• Passage:
[Start of Attachment]
Thus, developing thermal runaway protection technologies suitable for high-altitude environments is vital for the safe operation of energy storage plants and is a necessary trend in the advancement of battery energy storage systems.

Proposed Solutions:

1. Thermal Barrier Protection Technology: To address the challenges of thermal runaway spread in battery modules under high altitude, large temperature variations, and high radiation conditions, a testing platform has been developed to analyze thermal barrier materials’ effectiveness in various configurations. The aim is to ensure no thermal runaway spread occurs between battery cells, with no open flames outside the battery cluster.
2. Fire Safety Early Warning and Graded Protection Technology: To rectify issues of inadequate safety designs in battery storage systems under harsh conditions, this project employs a comprehensive approach to disaster management, from preemptive intervention to post-incident containment and extinguishing. This includes precise diagnostics and early warning technologies, along with strategies for cooling, power reduction, shutdown, and fire control.

3. Key Points and Innovations

(a) Research Foundation

Over the years, BYD Auto Industry Co., Ltd. has pioneered the use of lithium iron phosphate battery technology in energy storage systems by introducing blade batteries, capitalizing on their high safety and low cost. This has resulted in a product with a high safety rating. The cumulative shipment of these batteries has exceeded 20 GWh, distributed across over 400 cities globally, with a zero percent accident rate. In collaboration with partners, technical challenges such as battery parallel current control, liquid cooling, and system integration have been successfully addressed, leading to over 5 GWh of installed liquid cooling energy storage systems.

(b) Innovations:

1. Analysis of the unique characteristics of high-altitude sites has informed the technological requirements:
   • High altitude and thin air lead to weaker convective cooling and higher risks of air breakdown.
   • Low average annual temperatures and significant temperature swings necessitate stringent temperature control measures.
   • Dry climate and low humidity increase static electricity risks, requiring lightning protection.
   • Strong solar radiation affects the lifespan of exposed equipment.
   • Long distances for equipment transport and low local population density require rigorous maintenance protocols.
2. Addressing the four main causes of safety incidents with targeted thermal runaway protection technologies for battery energy storage systems in high-altitude environments.

4. Practical Effects

The implementation of this project will foster long-term collaboration between academia and industry, significantly promoting the conversion of theoretical research into practical applications, aiding the transformation and upgrading of the energy storage industry. The research outcomes will enhance the safety performance of battery energy storage systems, reducing ecological pressures from fire and explosion incidents and ensuring the safety of lives and property.

5. Economic Benefits and Promotion Prospects

Battery energy storage is a well-established technology expected to see rapid growth during the 14th Five-Year Plan period, with installed capacity projected to exceed 30 million kW by the end of 2025. This project will effectively address safety technology challenges across the entire lifecycle of battery energy storage systems, supporting healthy large-scale development in the sector and enhancing the competitive edge of the new energy industry internationally. The rapid growth of the energy storage industry will also drive advancements in safety-related sectors such as fault diagnosis, early warning, and fire protection, presenting vast market opportunities.

Since the project began operations on December 8, 2022, it has generated 22,722 MWh of electricity by the end of June 2024, yielding revenue of 76.38 million yuan. With effective support from the thermal runaway testing platform and fire safety systems, the energy storage system operates safely and stably.
[End of Attachment]
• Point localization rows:
[Start of Attachment]
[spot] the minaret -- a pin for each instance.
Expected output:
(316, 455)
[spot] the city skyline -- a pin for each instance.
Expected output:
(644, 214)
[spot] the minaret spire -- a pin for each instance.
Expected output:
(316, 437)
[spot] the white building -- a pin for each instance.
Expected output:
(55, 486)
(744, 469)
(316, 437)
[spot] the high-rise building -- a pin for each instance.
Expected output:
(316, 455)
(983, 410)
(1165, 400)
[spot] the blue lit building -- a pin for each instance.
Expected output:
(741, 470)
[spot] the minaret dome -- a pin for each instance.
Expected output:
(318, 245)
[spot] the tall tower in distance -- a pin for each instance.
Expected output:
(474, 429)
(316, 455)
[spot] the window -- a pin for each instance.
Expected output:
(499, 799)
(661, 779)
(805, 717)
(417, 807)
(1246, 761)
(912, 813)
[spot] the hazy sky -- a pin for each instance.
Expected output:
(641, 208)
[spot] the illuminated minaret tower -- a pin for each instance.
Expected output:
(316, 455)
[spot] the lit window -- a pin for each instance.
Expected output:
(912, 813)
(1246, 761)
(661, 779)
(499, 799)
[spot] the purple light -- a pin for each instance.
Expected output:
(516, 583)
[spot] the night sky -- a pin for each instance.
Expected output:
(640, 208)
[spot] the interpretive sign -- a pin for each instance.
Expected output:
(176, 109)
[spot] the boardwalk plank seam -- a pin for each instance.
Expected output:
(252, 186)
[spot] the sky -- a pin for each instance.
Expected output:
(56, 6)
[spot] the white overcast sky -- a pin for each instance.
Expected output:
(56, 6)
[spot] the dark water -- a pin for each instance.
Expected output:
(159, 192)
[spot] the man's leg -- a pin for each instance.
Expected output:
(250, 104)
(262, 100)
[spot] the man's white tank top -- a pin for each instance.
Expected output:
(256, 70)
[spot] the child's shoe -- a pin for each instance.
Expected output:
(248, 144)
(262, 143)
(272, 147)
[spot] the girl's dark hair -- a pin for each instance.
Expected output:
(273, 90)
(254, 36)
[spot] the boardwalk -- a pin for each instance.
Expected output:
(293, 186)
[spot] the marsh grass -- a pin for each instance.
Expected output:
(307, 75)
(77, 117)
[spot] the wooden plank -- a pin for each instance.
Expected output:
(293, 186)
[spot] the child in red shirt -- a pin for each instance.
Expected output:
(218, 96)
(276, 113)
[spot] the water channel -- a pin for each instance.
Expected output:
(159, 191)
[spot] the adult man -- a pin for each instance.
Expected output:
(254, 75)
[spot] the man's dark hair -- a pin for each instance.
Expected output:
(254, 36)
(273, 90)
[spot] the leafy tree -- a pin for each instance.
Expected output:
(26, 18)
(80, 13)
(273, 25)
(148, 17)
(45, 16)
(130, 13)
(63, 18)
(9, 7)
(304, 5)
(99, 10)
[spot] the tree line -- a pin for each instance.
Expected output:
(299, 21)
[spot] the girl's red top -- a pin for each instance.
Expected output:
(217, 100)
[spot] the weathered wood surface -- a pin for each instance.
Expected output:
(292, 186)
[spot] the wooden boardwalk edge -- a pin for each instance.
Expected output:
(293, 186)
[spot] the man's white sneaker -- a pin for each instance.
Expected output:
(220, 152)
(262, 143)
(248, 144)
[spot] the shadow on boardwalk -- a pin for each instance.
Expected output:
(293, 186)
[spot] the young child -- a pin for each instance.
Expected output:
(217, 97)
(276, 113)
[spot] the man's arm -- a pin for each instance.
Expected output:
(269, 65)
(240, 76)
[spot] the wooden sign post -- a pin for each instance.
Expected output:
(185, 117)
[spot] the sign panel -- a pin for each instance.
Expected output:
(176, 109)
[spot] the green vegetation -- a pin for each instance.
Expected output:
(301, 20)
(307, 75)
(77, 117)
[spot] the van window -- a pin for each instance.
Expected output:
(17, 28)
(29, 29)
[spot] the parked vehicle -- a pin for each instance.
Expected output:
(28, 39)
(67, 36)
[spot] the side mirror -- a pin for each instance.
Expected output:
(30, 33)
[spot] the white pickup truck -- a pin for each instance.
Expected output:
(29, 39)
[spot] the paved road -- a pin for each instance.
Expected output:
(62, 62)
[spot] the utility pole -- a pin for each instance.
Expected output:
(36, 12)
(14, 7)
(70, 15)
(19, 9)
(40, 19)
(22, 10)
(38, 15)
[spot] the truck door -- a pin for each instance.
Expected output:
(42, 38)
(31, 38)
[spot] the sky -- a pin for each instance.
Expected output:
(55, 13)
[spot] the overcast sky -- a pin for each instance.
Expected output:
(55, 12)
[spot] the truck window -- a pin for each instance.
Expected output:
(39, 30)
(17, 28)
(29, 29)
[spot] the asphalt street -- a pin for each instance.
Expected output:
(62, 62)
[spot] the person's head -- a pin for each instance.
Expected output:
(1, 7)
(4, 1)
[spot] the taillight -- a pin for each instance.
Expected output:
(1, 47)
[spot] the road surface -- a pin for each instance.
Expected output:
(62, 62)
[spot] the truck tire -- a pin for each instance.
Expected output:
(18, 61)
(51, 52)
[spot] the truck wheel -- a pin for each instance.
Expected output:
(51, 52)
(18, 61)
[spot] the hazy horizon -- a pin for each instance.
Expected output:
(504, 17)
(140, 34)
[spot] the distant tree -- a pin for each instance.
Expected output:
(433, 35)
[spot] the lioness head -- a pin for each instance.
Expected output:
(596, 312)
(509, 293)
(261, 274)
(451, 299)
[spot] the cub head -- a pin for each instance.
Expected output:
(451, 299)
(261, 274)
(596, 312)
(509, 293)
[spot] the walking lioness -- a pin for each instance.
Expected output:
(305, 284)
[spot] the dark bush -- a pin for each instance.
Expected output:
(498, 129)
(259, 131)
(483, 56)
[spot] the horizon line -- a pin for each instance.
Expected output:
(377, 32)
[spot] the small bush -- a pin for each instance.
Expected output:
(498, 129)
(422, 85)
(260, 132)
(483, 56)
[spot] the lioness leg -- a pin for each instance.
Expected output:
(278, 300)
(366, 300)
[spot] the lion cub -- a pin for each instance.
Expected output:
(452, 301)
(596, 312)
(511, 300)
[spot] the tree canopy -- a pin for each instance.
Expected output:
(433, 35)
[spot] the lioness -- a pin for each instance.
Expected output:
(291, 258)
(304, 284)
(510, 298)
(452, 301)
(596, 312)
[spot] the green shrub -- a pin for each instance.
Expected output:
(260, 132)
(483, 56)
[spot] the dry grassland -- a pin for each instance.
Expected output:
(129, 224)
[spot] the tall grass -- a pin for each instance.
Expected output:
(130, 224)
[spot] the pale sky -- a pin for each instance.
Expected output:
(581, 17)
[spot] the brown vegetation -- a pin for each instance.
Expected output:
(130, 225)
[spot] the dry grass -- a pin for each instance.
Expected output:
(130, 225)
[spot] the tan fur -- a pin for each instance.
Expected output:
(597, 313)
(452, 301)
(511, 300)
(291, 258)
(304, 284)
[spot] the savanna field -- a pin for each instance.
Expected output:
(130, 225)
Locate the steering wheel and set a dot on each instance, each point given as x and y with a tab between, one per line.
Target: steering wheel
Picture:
[End of Attachment]
• Problem requirements:
Please reproduce the part of the energy storage passage that begins at the words "Over the years, BYD" and ends after the words "cooling energy storage systems.", copying it without any change.

• Exercise solution:
Over the years, BYD Auto Industry Co., Ltd. has pioneered the use of lithium iron phosphate battery technology in energy storage systems by introducing blade batteries, capitalizing on their high safety and low cost. This has resulted in a product with a high safety rating. The cumulative shipment of these batteries has exceeded 20 GWh, distributed across over 400 cities globally, with a zero percent accident rate. In collaboration with partners, technical challenges such as battery parallel current control, liquid cooling, and system integration have been successfully addressed, leading to over 5 GWh of installed liquid cooling energy storage systems.